** Start of PASSAGE SHOWN **

Jeremiah is a text that is as deeply concerned with the fate of Jerusalem as it is with the inner lives of its two main characters–God and Jeremiah.  Both have a complex set of emotions and thoughts, both are deeply ambivalent about their role in the saga of Israel’s downfall and exile, and both have a difficult time keeping their pathos contained within them.   As a literary character, God has struggled throughout the Tanakh to be heard and known, to be understood and loved.  In fact, two of the primary metaphors for God’s relationship with Israel are of lover and child, and in the prophetic books, these metaphors are used to describe God’s longing–that God chooses Israel as a child or a lover, but Israel fails to reciprocate or to be faithful, to be a trustworthy recipient of God’s deep desire to love and be loved.  So too, Jeremiah wrestles with loneliness and despair, with a set of raging and wailing emotions that cannot be contained, and with a desire to be loved and accepted by both the public at large, or by an individual lover or children, that is never fulfilled.

 

In keeping with this month’s theme of “claiming Torah,” I think that the book of Jeremiah can have incredible emotional resonance when viewed through the lens of the “closet.”  It is a story that can be claimed by LGBT Jews and their allies as a powerful expression of some of their own personal narratives.  “The closet” functions as a metaphor that describes how a person keeps an essential secret deeply hidden, how a person may experience this “hiding-of-self,” and how a person may choose to selectively reveal this secret.  The metaphor of the closet can therefore be used to explore the difference between one’s outward presentation and one’s inward feelings, regardless of whether or not they are connected to one’s sexual identity.

 

The intent of this article is not to make a claim about the sexuality of Jeremiah or–so to speak–God.   It is difficult to make any definitive claims about the sexual orientations of the characters in the Bible.  Rather, the paradigm of “closeting” and “coming out” concerning sexuality can provide a lens through which to understand the ways in which the richly textured inner lives of God and Jeremiah are kept hidden away, or selectively revealed to each other.  Just as many modern queer people maintain a secret inner-life in regards to their relationship with their sexuality, so too both God and Jeremiah bear their particular emotional burdens in a sort of secrecy.  This applies especially to Jeremiah, through the “confessional” segments of the book, in which Jeremiah openly laments his harsh, prophetic charge, which clashes with the conflicting emotions he feels within.  These confessions may, then, be read as a “coming out” narrative; the prophet reveals his inner struggle and feelings, which in all likelihood were kept deeply hidden from the Judeans to whom he so harshly prophesied.

** End of PASSAGE SHOWN **
** Start of MATERIAL **

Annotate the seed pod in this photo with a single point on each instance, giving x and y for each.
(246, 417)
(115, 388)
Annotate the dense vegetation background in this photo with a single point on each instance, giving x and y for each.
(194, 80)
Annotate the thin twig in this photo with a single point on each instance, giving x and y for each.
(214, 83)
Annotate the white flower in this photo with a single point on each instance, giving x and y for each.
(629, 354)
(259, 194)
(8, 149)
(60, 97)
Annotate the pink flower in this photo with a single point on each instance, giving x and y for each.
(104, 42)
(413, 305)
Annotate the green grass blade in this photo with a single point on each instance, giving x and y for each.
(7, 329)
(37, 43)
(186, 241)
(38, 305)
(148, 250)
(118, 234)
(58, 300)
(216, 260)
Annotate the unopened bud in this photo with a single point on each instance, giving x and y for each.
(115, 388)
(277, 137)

** End of MATERIAL **

__PARTS OF THE EXERCISE__.
a) Decide whether each statement agrees with the Jeremiah passage, answering yes or no and quoting the deciding words of the passage: (i) The passage names God and Jeremiah as the two main characters of the book. (ii) The passage sets out to make a claim about Jeremiah's sexuality. (iii) The passage says the confessions in the book may be read as a "coming out" narrative.
b) Swap "secret" for "truth" and write out the Jeremiah passage between "In keeping with" and "one’s sexual identity.", inclusive.

__SOLUTIONS IN ORDER__.
a)
(i) Yes: "its two main characters–God and Jeremiah"
(ii) No: "The intent of this article is not to make a claim about the sexuality of Jeremiah or–so to speak–God."
(iii) Yes: "These confessions may, then, be read as a “coming out” narrative"

b)
In keeping with this month’s theme of “claiming Torah,” I think that the book of Jeremiah can have incredible emotional resonance when viewed through the lens of the “closet.”  It is a story that can be claimed by LGBT Jews and their allies as a powerful expression of some of their own personal narratives.  “The closet” functions as a metaphor that describes how a person keeps an essential truth deeply hidden, how a person may experience this “hiding-of-self,” and how a person may choose to selectively reveal this truth.  The metaphor of the closet can therefore be used to explore the difference between one’s outward presentation and one’s inward feelings, regardless of whether or not they are connected to one’s sexual identity.